Exercise aim: Repeat only the lines from the one holding "[spot] the denim vest" down to the last line of the listing below, including both of those lines.

--- BEGIN ---

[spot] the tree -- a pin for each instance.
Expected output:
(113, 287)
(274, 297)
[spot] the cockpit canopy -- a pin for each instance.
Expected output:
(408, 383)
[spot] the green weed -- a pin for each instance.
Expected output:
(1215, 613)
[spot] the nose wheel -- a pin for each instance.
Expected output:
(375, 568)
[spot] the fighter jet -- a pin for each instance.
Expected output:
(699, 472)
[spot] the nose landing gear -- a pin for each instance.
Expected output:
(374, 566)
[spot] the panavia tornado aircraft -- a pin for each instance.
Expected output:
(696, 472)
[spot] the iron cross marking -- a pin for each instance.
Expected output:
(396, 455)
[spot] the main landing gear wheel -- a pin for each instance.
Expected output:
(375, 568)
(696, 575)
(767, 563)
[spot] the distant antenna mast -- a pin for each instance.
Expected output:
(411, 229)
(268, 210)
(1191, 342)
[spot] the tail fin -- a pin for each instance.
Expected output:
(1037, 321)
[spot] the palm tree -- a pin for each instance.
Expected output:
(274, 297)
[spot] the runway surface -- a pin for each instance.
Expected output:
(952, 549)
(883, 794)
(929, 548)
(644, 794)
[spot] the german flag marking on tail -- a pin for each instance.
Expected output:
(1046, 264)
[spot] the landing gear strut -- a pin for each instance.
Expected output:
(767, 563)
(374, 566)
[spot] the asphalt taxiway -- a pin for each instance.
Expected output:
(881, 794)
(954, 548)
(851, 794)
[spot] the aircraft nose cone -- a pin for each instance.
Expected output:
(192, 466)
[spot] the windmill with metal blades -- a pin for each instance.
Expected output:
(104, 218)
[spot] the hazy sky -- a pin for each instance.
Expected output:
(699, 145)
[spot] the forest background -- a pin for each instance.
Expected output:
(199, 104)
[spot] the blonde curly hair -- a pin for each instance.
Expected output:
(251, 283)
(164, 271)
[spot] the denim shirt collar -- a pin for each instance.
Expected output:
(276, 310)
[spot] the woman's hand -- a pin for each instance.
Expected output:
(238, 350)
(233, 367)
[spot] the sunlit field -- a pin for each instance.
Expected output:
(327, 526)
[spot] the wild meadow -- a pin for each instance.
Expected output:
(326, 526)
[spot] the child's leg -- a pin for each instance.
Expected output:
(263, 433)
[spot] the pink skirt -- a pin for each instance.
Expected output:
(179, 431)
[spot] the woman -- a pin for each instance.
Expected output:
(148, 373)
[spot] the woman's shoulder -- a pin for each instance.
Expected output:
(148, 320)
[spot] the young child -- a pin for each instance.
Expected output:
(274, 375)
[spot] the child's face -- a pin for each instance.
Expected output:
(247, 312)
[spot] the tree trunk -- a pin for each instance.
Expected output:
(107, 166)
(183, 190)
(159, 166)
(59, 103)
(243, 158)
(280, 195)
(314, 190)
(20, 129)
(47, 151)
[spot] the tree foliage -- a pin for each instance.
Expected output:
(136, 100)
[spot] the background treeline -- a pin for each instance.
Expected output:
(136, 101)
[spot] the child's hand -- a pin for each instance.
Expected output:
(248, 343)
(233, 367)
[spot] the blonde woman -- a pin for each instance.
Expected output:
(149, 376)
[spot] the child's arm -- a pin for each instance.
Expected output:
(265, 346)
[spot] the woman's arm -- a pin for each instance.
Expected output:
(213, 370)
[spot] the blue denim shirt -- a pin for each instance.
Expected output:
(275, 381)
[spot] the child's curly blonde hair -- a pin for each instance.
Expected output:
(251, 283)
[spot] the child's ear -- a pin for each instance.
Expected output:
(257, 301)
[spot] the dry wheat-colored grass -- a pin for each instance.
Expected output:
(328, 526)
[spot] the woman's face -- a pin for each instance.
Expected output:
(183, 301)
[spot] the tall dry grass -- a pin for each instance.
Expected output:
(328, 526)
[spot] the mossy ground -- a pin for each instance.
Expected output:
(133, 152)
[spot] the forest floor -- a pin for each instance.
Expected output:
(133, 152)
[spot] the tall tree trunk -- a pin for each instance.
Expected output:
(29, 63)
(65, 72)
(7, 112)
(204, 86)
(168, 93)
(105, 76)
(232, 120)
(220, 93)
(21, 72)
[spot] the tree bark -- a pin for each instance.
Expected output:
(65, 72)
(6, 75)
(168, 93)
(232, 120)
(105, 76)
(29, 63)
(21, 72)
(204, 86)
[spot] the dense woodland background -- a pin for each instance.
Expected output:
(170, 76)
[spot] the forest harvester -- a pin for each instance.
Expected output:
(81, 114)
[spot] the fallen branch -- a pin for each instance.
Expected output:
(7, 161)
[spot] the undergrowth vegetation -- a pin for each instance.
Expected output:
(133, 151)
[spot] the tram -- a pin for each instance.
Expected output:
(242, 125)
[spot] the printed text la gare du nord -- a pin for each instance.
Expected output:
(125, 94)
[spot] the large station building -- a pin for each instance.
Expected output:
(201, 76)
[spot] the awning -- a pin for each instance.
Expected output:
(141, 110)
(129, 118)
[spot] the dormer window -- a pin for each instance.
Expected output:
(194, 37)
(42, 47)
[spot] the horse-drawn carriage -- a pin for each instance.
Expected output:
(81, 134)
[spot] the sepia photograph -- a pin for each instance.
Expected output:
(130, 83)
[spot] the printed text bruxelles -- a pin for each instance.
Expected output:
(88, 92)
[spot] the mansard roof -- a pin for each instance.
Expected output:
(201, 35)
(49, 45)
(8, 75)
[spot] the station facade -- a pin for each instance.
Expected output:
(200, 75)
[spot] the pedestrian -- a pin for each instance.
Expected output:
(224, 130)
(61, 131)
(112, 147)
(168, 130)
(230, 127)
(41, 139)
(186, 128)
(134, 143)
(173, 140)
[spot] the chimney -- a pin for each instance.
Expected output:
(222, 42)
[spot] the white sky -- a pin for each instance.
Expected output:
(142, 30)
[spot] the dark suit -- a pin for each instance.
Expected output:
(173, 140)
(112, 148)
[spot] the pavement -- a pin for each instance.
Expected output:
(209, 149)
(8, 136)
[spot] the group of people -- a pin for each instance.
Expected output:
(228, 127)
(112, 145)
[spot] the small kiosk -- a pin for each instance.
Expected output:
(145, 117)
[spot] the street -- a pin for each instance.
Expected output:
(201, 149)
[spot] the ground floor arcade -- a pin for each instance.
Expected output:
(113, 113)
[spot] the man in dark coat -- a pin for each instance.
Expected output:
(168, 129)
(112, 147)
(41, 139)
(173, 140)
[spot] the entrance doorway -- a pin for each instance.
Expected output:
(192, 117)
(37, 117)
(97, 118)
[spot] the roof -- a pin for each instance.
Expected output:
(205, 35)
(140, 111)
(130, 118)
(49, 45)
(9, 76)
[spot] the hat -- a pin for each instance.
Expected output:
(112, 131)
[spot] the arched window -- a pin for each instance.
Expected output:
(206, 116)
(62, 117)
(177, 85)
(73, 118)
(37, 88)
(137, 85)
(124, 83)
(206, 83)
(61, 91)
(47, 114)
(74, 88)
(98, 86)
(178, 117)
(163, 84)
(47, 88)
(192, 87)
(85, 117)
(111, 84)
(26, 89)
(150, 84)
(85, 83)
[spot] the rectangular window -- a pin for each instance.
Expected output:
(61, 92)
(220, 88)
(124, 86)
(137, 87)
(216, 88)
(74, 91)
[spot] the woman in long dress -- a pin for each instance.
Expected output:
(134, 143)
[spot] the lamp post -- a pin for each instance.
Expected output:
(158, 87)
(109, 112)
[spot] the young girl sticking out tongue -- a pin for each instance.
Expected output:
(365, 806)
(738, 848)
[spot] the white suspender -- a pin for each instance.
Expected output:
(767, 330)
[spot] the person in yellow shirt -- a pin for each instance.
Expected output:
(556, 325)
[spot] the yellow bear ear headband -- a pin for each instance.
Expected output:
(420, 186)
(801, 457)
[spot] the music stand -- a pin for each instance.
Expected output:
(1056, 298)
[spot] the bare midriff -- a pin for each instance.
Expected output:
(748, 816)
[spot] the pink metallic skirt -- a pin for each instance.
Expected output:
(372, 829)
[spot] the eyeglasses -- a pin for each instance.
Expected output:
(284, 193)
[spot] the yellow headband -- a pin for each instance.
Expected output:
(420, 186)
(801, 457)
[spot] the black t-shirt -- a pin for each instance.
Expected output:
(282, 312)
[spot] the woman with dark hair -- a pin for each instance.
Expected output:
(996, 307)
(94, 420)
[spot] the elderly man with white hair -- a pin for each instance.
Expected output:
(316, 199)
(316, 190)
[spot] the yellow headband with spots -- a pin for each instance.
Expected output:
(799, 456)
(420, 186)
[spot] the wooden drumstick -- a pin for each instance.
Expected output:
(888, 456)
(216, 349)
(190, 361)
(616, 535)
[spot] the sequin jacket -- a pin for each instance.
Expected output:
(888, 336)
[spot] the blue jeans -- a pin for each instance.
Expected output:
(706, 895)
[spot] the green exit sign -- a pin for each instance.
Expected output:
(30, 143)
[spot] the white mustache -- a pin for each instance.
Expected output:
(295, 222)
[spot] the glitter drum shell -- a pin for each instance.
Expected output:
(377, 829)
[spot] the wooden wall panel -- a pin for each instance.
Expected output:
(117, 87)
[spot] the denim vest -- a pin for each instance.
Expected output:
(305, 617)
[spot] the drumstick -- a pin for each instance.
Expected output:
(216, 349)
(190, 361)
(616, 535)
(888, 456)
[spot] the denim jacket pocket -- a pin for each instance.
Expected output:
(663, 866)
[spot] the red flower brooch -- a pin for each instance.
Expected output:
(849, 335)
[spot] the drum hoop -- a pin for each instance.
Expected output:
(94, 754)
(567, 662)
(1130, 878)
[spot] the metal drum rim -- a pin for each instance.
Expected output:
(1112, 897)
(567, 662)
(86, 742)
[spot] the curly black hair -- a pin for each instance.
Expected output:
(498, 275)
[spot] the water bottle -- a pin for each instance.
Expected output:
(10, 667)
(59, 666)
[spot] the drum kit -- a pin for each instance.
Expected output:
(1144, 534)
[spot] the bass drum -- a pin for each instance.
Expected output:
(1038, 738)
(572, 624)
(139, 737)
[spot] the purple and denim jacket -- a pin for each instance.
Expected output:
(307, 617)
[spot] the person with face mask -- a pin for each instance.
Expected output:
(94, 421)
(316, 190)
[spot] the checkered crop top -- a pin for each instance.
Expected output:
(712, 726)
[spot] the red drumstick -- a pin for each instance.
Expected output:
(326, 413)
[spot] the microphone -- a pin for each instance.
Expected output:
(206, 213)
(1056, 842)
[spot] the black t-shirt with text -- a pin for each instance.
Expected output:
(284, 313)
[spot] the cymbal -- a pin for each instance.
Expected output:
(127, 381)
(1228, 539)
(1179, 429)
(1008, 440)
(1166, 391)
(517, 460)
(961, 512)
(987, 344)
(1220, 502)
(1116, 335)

--- END ---

Reply:
[spot] the denim vest -- a pin for each instance.
Expected output:
(305, 617)
[spot] the drumstick -- a pin for each instance.
Expected output:
(216, 349)
(190, 361)
(616, 535)
(888, 456)
[spot] the denim jacket pocket -- a pin for each instance.
Expected output:
(663, 866)
[spot] the red flower brooch -- a pin for each instance.
Expected output:
(849, 335)
[spot] the drum hoop -- a pin for each instance.
Expected output:
(94, 754)
(567, 662)
(1130, 878)
[spot] the metal drum rim -- a pin for each instance.
Expected output:
(1112, 897)
(567, 662)
(86, 742)
[spot] the curly black hair -- a pin for each instance.
Expected output:
(498, 275)
[spot] the water bottle -- a pin for each instance.
Expected output:
(10, 667)
(59, 666)
[spot] the drum kit -- a pin for each instance.
Expected output:
(1144, 534)
[spot] the bass drum -- a pin for each instance.
Expected output:
(1038, 738)
(572, 624)
(139, 737)
[spot] the purple and denim jacket -- a pin for each instance.
Expected output:
(307, 617)
[spot] the person with face mask -- a pin for each instance.
Expected output:
(94, 421)
(316, 190)
[spot] the checkered crop top -- a pin for each instance.
Expected output:
(712, 726)
[spot] the red drumstick -- a pin for each instance.
Expected output:
(326, 413)
[spot] the microphone -- a pin for each instance.
Expected output:
(206, 213)
(1056, 842)
[spot] the black t-shirt with text -- a pin for each instance.
Expected output:
(284, 313)
[spot] the cymbal -- a pin for each instance.
Expected output:
(127, 381)
(1228, 539)
(1179, 429)
(1008, 440)
(1166, 391)
(517, 460)
(961, 512)
(987, 344)
(1220, 502)
(1116, 335)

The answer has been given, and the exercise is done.